START Records supplied

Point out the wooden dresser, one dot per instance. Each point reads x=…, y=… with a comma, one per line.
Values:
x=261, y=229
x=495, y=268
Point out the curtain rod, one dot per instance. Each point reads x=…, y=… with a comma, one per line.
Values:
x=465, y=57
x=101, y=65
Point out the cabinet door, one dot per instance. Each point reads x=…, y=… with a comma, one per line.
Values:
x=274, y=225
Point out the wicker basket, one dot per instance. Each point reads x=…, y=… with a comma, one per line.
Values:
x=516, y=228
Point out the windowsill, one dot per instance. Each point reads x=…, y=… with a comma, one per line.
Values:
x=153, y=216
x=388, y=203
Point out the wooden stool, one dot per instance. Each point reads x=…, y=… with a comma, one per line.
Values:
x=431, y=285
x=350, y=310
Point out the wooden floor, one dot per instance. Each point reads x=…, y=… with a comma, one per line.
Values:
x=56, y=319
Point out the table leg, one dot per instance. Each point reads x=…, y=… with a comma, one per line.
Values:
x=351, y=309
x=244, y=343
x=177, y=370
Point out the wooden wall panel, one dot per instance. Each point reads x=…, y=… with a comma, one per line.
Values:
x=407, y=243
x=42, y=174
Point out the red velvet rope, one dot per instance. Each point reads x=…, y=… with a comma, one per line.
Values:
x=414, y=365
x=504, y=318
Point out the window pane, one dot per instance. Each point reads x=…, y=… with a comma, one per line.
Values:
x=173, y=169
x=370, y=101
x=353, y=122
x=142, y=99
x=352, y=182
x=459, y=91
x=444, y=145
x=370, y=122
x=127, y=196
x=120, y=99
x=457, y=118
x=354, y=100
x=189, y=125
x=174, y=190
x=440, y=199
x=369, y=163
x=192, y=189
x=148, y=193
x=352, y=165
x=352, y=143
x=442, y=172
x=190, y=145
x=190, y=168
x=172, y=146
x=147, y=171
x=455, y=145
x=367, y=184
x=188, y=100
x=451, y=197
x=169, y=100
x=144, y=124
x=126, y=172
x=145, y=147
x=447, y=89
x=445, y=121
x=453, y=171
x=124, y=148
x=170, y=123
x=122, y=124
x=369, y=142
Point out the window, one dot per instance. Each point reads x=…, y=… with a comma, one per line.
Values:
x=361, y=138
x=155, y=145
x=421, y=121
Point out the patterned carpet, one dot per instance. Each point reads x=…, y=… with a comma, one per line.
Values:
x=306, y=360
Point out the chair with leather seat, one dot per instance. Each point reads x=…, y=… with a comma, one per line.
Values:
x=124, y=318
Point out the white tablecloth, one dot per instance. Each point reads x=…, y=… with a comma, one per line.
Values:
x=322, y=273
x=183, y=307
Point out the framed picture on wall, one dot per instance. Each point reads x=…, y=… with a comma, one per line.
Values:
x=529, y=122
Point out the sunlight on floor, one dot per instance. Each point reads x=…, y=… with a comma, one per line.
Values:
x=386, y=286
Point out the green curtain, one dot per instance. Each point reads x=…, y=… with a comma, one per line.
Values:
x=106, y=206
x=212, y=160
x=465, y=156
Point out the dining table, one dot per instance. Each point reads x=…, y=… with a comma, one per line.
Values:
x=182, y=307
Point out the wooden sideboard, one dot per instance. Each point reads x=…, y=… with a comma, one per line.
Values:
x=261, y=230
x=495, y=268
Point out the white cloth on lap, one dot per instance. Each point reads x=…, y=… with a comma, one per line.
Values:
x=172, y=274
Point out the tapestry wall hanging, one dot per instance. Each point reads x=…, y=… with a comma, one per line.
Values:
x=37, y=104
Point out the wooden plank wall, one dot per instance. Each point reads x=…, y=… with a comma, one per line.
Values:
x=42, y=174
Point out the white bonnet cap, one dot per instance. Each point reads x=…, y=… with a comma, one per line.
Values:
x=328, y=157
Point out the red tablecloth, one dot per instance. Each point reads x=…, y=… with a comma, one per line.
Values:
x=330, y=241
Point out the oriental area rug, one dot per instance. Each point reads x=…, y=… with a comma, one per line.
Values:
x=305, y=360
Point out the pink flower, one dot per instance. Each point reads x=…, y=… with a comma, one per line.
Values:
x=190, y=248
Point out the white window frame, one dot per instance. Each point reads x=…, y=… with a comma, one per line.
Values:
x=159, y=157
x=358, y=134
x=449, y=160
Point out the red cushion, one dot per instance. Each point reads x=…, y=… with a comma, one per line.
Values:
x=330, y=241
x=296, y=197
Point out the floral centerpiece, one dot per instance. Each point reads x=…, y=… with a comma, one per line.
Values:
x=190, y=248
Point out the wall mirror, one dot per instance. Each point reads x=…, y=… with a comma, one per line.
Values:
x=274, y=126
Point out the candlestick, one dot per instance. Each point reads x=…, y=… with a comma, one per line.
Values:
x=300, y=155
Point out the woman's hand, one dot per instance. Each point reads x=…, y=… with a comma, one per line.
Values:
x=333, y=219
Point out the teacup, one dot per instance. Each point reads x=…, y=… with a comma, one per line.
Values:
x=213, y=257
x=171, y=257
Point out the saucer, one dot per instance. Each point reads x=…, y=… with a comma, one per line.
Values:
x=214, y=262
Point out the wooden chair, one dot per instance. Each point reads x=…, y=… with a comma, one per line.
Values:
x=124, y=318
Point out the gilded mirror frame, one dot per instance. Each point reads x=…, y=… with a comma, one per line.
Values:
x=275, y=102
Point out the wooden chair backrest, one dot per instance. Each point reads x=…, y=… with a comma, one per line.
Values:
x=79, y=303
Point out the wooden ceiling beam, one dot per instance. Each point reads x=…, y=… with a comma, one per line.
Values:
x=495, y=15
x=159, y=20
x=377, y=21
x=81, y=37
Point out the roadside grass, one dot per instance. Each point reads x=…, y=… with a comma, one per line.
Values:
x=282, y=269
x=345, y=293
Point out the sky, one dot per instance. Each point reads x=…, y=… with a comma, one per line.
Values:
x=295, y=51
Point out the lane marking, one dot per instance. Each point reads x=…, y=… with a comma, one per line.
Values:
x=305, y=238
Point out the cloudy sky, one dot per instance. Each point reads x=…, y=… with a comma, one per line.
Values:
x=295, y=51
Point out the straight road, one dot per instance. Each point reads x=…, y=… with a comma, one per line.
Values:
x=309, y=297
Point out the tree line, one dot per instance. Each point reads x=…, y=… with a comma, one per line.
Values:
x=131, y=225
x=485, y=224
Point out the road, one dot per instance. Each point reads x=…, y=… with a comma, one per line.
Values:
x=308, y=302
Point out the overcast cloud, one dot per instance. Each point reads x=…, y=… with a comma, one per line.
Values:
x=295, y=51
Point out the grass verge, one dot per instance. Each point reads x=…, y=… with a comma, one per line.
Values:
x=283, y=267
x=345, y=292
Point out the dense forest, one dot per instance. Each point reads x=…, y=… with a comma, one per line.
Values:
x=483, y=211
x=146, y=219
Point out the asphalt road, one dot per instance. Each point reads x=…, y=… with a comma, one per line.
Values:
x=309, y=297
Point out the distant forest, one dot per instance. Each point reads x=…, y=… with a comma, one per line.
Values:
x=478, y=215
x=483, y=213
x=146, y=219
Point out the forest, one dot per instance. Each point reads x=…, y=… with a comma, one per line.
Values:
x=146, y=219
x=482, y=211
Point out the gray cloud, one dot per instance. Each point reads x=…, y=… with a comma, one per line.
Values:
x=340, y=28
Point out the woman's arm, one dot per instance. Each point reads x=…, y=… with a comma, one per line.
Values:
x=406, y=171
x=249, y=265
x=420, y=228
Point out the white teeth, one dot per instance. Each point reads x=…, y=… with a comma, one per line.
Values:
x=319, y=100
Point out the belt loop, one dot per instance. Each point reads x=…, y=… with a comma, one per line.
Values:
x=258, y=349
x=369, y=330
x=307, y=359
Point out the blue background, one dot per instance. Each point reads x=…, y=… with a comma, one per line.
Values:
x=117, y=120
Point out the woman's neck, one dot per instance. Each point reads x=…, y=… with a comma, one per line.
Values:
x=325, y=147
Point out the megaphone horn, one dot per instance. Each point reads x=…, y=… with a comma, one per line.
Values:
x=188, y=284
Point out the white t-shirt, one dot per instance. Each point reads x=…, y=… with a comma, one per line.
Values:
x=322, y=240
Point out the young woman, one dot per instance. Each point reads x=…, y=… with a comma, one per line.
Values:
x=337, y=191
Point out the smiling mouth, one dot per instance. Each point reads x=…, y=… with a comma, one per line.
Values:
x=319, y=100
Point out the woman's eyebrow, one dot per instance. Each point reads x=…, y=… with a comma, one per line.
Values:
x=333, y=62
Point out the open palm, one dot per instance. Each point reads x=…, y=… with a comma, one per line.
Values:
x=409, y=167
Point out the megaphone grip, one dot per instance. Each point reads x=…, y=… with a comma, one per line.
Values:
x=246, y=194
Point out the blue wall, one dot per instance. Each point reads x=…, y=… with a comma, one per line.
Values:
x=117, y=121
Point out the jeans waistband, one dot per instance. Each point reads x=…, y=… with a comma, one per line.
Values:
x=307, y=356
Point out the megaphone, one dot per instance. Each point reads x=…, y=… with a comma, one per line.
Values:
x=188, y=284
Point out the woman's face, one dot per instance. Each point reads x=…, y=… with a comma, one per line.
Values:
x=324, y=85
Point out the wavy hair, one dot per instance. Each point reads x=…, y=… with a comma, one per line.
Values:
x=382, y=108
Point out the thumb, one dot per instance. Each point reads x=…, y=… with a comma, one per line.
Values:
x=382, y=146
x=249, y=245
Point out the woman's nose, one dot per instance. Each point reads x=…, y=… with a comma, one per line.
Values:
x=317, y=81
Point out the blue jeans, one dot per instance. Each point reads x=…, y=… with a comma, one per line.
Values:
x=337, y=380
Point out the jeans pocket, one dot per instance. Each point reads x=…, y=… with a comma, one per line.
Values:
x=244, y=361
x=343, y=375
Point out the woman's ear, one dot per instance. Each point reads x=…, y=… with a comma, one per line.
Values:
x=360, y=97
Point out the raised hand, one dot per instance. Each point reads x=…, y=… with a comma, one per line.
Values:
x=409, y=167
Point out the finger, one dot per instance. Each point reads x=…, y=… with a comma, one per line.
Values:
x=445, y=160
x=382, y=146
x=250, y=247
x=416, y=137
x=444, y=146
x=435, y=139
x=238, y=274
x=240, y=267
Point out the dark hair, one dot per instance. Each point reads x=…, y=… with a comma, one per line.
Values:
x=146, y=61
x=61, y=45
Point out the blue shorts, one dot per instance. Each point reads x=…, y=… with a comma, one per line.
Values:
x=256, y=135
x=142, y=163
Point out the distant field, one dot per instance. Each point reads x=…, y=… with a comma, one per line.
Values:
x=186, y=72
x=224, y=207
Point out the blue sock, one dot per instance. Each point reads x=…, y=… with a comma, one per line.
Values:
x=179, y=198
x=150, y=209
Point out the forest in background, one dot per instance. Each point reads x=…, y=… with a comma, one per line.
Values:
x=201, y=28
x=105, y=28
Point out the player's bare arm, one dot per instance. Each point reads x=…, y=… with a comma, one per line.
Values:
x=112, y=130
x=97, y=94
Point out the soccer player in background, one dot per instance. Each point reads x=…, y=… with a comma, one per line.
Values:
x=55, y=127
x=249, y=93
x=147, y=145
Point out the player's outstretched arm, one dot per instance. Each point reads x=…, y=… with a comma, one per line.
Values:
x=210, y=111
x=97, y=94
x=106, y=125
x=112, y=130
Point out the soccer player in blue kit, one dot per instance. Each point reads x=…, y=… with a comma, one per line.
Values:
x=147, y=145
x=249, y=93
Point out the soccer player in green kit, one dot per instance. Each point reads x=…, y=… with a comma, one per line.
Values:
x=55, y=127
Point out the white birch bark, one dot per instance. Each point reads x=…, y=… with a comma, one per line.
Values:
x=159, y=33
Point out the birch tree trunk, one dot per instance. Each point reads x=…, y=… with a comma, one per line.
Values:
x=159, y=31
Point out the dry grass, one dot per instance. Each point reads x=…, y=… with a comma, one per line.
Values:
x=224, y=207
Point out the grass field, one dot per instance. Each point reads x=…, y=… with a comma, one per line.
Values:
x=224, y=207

END Records supplied

Task details —
Turn everything in the records above, from the line containing "Point out the wall" down to the line containing "x=171, y=257", into a numbered list, one item per line, leaving out any blank lines.

Exercise output —
1. Point out the wall mirror, one dot per instance. Each point reads x=…, y=… with a comma, one per line.
2. Values:
3. x=274, y=126
4. Point out the candlestick, one dot per instance. Each point reads x=…, y=… with a comma, one per line.
5. Values:
6. x=300, y=155
7. Point out the woman's hand, one dot per instance. Each point reads x=…, y=… with a comma, one per line.
8. Values:
9. x=333, y=219
10. Point out the teacup, one dot per instance. Each point reads x=…, y=… with a comma, one per line.
11. Values:
12. x=213, y=257
13. x=171, y=257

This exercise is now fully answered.